E’ una guerra di parole e manifesti, una guerra nella quale i dirigenti Tap, «consapevoli della responsabilità nei confronti del territorio salentino», ha chiarito il country manager Giampaolo Russo, ricordano d’aver posto particolare attenzione al rispetto dell’ambiente e alla sicurezza dell’infrastruttura.
Tap inoltre sottolinea come le emissioni di CO2 del terminale di ricezione saranno pari al massimo allo 0,6% di quelle totali del Comune di Melendugno.
Ma anche Vernole e Castrì, e tutti gli altri centri vicini non ci stanno, preparano le barricate e temono l’impatto per ora politico e mediatico dell’opera che secondo amministratori e ambientalisti comprometterebbe le immense praterie sottomarine di Posidonia oceanica. E c’è paura anche per gli arenili di Torre dell’Orso e San Basilio, quest’ultimo a pochi metri dalla falesia di Cassano che Tap dovrebbe perforare per lo sbarco del gasdotto. «Qui a San Basilio è ormai certificata — spiega il comitato No Tap — la nidificazione della tartaruga marina Caretta caretta». E poi ci sono le aree di macchia mediterranea dietro le dune e l’estesa palude di Cassano. Secondo il comitato «non esiste alcun accordo con le comunità e le amministrazioni locali per la realizzazione del gasdotto». E il suo presidente Alfredo Fasiello in consiglio provinciale ha tuonato: il gas che attraverserebbe l’Adriatico per fermarsi sulle sponde del Salento non servirebbe all’Italia, ma alle centrali turbogas svizzere. «Siamo solo una terra di conquista, come nei Paesi sottosviluppati», ha aggiunto.

* * *

Consegna 1:
Copia dall'articolo sul gasdotto Tap tutto il passo che va da "E’ una guerra" fino a "alla sicurezza dell’infrastruttura.".
Consegna 2:
Rispondi a queste domande sull'articolo sul gasdotto Tap:
(a) Chi è il country manager di Tap citato nell'articolo?
(b) Qual è la quota massima delle emissioni di CO2 del Comune di Melendugno che, secondo Tap, corrisponderà al terminale di ricezione?
(c) Quale tartaruga marina nidifica a San Basilio secondo il comitato No Tap?
Consegna 3:
Scrivi il seguito dell'articolo sul gasdotto Tap nel Salento, partendo subito dopo la sua ultima frase.

Materiale:

* * *

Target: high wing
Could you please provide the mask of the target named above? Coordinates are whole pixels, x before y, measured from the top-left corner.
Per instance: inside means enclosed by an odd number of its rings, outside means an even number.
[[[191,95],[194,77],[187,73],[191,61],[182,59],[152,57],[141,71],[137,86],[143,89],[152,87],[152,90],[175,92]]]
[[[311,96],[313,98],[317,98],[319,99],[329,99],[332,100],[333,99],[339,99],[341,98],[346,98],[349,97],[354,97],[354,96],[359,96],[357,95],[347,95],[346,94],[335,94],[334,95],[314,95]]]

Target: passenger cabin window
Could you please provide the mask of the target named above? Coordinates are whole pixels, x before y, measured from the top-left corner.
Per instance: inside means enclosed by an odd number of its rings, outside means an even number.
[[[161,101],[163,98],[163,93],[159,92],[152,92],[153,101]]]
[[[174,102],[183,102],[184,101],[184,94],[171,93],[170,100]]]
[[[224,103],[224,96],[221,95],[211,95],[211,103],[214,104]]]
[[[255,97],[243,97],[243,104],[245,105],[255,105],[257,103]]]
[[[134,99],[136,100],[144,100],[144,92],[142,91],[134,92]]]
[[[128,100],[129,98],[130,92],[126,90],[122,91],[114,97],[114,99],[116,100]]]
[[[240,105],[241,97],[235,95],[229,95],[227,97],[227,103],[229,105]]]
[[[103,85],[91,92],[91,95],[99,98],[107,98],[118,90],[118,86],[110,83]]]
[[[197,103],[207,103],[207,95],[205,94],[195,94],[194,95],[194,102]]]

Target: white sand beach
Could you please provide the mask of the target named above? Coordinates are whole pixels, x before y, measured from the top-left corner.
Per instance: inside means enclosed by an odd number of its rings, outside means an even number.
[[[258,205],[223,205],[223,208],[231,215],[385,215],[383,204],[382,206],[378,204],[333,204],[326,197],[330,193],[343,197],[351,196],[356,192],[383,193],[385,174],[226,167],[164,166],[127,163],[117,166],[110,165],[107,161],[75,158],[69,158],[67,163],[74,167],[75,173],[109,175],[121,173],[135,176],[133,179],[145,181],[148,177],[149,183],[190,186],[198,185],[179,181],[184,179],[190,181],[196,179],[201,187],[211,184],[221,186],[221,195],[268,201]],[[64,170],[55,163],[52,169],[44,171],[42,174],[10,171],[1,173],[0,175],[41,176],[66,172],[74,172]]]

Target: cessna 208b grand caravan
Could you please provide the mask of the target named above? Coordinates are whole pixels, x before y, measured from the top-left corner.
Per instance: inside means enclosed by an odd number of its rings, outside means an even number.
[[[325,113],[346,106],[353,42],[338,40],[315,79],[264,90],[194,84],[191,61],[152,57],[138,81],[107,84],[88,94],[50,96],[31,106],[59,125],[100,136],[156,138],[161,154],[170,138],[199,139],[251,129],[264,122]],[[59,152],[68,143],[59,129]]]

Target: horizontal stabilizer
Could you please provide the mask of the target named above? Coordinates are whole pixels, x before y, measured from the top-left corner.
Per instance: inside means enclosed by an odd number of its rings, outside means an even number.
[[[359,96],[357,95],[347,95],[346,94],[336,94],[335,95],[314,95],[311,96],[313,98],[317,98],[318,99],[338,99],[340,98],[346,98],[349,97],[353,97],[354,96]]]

* * *

Risultato 1:
E’ una guerra di parole e manifesti, una guerra nella quale i dirigenti Tap, «consapevoli della responsabilità nei confronti del territorio salentino», ha chiarito il country manager Giampaolo Russo, ricordano d’aver posto particolare attenzione al rispetto dell’ambiente e alla sicurezza dell’infrastruttura.

Risultato 2:
(a) Giampaolo Russo.
(b) Lo 0,6%.
(c) La Caretta caretta.

Risultato 3:
La miccia è anche politica. Il deputato del Pd Antonio Decaro ha presentato un’interrogazione ai ministri dello Sviluppo economico e dell’Ambiente: vuole sapere «quali iniziative intendano assumere, d’intesa con la Regione Puglia, per garantire che a valle di una puntuale verifica delle compatibilità ambientali e della migliore localizzazione possibile, sia realizzato un unico tratto terminale per le due infrastrutture previste». E la senatrice grillina Barbara Lezzi lo definisce «un affronto al territorio»: «Grecia e Albania devono siglare accordi con gli investitori. Privilegio che all’Italia non è dato».